STATED TASK: Count the lines in the records below that contain the string "pile", with case counting, and reply with the number alone.

— start INPUT FOR THIS TASK —

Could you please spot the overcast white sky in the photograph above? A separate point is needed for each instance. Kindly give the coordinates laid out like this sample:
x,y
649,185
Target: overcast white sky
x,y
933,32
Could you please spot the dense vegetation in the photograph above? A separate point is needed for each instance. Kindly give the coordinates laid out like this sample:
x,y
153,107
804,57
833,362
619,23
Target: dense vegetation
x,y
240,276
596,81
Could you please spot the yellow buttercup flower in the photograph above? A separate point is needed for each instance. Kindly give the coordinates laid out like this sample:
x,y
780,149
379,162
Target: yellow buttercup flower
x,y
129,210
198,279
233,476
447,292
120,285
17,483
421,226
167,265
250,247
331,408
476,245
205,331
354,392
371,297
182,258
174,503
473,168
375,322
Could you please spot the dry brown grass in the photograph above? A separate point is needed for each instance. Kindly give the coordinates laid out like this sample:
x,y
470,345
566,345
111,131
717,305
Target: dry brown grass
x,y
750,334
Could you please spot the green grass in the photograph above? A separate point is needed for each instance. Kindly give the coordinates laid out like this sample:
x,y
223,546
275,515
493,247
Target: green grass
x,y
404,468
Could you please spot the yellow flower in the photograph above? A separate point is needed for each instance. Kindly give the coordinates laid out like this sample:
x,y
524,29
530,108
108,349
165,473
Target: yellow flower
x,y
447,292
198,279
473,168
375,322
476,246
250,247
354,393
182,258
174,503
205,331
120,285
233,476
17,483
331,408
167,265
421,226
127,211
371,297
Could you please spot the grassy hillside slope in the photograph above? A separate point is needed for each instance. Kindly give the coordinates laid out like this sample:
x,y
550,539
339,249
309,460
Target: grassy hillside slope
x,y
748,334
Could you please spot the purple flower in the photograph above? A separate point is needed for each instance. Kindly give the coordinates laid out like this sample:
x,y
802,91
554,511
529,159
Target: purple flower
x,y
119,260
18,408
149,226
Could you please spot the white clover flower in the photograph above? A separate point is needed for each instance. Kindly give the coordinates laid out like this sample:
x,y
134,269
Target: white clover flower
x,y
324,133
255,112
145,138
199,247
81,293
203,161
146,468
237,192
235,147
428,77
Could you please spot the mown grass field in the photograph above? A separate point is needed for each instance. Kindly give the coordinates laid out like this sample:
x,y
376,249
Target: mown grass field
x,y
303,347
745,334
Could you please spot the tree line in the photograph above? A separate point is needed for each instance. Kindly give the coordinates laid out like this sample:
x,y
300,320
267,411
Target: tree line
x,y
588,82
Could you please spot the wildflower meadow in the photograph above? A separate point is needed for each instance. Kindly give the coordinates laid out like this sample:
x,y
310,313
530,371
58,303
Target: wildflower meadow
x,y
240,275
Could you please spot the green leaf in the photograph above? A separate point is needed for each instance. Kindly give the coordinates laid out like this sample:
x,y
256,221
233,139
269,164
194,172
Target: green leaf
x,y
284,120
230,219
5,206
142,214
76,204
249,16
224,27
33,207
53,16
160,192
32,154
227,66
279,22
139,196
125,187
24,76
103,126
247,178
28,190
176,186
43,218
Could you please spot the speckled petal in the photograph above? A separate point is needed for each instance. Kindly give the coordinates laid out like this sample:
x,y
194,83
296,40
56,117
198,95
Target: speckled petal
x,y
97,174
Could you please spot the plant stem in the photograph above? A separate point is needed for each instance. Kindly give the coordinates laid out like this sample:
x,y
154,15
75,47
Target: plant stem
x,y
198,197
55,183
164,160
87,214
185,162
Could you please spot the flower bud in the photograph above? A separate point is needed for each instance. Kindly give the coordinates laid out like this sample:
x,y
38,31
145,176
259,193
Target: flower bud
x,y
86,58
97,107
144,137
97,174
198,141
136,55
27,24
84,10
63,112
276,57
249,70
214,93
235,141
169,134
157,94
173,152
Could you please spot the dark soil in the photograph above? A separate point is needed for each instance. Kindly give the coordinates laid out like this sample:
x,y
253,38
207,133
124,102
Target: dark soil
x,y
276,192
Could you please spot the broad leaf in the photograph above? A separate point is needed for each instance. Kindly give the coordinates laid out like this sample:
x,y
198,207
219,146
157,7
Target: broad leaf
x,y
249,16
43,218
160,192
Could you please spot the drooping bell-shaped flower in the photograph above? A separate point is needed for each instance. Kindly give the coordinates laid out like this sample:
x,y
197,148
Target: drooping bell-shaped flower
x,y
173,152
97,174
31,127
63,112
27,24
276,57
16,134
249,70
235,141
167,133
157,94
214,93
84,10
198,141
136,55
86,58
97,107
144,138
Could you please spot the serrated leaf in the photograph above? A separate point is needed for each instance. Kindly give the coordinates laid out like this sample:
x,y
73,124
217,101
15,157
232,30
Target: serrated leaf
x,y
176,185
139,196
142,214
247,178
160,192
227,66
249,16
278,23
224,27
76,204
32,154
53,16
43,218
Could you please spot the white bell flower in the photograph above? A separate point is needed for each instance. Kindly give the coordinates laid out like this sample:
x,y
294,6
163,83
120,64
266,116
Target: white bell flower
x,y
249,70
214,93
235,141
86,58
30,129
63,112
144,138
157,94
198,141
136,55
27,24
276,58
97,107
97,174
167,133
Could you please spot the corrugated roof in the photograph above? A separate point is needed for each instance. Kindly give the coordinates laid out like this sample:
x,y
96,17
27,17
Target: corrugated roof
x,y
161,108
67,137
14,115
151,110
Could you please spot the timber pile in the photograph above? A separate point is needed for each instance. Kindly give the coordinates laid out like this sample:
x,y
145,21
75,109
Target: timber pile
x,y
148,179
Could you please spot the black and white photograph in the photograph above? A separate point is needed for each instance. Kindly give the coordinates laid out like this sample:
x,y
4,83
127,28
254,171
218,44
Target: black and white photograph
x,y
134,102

— end INPUT FOR THIS TASK —
— start INPUT FOR THIS TASK —

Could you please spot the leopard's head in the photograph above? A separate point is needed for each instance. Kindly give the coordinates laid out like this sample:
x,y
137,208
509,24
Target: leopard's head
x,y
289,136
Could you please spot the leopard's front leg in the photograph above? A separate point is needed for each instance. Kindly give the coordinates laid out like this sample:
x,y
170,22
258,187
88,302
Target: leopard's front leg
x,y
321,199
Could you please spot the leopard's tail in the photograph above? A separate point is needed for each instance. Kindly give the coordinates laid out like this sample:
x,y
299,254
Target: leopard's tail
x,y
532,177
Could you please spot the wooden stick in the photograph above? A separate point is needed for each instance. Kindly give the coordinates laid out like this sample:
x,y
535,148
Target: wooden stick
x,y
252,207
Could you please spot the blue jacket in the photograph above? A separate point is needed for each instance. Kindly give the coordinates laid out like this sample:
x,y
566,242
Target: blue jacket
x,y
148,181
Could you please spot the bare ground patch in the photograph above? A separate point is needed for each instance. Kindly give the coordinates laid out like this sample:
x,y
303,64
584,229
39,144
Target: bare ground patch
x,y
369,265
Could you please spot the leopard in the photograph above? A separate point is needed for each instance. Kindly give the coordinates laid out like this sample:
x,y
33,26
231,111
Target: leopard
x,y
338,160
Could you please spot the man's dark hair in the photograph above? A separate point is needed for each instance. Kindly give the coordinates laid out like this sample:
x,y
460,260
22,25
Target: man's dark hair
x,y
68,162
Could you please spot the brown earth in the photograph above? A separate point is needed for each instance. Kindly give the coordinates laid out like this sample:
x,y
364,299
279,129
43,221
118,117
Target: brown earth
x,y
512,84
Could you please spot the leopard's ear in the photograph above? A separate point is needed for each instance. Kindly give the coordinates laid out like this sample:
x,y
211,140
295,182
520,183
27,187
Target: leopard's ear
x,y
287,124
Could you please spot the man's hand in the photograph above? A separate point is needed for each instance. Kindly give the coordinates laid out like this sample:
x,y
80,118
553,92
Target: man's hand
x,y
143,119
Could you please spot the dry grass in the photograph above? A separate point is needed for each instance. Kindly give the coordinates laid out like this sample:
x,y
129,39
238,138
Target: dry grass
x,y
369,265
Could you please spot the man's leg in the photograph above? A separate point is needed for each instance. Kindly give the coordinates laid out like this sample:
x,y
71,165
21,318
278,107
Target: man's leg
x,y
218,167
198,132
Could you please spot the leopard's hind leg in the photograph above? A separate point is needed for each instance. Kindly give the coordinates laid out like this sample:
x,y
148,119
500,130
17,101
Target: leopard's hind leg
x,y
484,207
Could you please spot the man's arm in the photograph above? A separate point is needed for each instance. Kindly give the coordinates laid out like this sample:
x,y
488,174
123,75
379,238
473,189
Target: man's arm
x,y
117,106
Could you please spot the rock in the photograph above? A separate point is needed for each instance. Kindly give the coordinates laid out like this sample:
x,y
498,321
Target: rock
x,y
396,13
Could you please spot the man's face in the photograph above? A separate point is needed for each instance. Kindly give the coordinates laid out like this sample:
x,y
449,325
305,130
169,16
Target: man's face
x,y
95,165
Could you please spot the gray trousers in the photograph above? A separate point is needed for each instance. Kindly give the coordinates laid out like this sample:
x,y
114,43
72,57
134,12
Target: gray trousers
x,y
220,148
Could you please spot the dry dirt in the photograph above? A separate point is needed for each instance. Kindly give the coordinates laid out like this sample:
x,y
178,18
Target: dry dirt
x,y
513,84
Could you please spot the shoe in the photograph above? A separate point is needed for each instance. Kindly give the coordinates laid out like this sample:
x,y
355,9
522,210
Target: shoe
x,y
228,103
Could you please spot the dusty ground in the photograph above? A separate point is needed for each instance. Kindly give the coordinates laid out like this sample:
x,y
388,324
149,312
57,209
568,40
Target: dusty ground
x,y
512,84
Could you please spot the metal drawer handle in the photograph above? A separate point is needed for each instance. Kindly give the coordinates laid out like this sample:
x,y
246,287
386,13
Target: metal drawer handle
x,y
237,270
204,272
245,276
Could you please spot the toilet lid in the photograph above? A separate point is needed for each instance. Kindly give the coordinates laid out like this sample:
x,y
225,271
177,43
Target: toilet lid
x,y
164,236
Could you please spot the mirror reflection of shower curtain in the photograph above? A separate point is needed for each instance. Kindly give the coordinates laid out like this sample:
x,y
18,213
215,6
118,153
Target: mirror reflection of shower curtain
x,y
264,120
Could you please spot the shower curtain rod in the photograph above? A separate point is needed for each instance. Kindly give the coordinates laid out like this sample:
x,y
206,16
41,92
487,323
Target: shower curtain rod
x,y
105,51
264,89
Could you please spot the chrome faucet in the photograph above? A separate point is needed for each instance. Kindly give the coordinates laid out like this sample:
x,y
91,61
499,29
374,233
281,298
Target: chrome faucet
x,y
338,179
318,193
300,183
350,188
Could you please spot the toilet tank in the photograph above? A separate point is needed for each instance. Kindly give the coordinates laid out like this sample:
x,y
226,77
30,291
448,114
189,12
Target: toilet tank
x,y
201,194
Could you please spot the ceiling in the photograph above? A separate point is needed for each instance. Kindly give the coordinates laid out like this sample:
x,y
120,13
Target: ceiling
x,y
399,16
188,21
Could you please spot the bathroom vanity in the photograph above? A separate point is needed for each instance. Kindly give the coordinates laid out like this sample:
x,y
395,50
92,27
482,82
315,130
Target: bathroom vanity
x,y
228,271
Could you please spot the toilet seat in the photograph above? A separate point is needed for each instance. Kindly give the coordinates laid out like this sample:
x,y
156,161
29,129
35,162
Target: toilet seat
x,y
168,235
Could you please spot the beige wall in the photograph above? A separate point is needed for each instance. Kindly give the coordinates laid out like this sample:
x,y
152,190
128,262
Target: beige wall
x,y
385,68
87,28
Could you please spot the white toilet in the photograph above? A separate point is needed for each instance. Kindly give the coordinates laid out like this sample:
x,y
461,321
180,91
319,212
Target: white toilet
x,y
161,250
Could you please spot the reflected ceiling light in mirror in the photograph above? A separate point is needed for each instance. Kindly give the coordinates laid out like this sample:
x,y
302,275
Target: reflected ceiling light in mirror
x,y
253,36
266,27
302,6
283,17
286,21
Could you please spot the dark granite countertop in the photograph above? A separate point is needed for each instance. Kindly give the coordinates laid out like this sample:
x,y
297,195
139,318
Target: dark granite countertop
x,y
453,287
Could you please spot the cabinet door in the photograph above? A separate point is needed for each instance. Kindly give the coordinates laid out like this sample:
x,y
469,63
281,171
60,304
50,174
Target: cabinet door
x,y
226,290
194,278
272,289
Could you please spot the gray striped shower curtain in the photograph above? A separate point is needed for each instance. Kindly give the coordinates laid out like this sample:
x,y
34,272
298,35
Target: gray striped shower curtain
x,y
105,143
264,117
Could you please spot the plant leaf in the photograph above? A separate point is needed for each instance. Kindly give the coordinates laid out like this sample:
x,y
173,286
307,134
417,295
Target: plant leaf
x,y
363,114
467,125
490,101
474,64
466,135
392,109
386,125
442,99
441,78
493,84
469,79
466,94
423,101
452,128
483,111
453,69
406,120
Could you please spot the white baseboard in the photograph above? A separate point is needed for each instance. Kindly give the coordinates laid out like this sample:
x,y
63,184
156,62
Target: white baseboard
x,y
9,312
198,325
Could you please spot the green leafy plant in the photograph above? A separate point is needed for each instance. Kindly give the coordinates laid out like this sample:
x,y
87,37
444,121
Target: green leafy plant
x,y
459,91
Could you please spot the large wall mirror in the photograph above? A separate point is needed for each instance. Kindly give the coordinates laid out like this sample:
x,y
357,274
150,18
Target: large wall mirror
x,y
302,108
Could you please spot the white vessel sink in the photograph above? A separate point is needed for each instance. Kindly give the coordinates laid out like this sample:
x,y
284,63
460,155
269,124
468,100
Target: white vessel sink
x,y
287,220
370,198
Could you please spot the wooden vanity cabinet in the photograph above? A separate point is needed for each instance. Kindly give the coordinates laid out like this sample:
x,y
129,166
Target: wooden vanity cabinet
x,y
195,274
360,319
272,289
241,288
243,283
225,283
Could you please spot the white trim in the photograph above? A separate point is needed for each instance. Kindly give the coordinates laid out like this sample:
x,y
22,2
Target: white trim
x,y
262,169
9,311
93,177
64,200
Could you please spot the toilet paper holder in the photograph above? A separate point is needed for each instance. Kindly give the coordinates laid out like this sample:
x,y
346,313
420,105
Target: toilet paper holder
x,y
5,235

— end INPUT FOR THIS TASK —
— start INPUT FOR THIS TASK —

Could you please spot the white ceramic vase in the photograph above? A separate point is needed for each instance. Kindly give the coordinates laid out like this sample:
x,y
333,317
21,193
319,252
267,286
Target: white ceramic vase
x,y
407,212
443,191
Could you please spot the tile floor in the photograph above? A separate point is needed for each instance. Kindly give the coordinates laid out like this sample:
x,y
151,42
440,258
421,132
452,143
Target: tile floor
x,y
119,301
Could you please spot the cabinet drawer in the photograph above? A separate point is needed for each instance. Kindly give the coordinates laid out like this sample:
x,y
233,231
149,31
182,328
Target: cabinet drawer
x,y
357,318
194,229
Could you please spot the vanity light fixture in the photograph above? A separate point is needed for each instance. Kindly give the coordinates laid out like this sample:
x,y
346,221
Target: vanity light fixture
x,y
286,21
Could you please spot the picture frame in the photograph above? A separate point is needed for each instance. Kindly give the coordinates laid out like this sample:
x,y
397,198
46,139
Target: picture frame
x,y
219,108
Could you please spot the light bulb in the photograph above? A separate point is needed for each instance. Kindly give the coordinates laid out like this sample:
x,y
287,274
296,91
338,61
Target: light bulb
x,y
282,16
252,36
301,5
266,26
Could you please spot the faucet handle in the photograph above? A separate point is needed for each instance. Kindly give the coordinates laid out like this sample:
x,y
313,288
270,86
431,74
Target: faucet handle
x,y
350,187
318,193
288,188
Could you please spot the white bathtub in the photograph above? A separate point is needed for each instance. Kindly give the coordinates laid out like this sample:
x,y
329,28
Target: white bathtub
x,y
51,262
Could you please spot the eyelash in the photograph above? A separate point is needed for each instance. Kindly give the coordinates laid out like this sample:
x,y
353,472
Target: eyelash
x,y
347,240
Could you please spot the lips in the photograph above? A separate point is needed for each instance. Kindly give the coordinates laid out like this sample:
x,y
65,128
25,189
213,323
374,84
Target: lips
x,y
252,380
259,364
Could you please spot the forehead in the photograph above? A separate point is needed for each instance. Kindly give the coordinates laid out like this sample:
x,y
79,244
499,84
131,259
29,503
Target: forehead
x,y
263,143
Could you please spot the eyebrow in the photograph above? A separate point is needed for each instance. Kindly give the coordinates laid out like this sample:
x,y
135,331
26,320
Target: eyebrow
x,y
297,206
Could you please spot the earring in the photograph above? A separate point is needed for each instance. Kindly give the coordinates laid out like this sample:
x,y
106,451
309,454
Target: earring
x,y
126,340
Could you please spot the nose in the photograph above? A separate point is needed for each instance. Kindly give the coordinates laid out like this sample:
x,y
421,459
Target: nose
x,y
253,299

— end INPUT FOR THIS TASK —

SOLVED EXERCISE: 2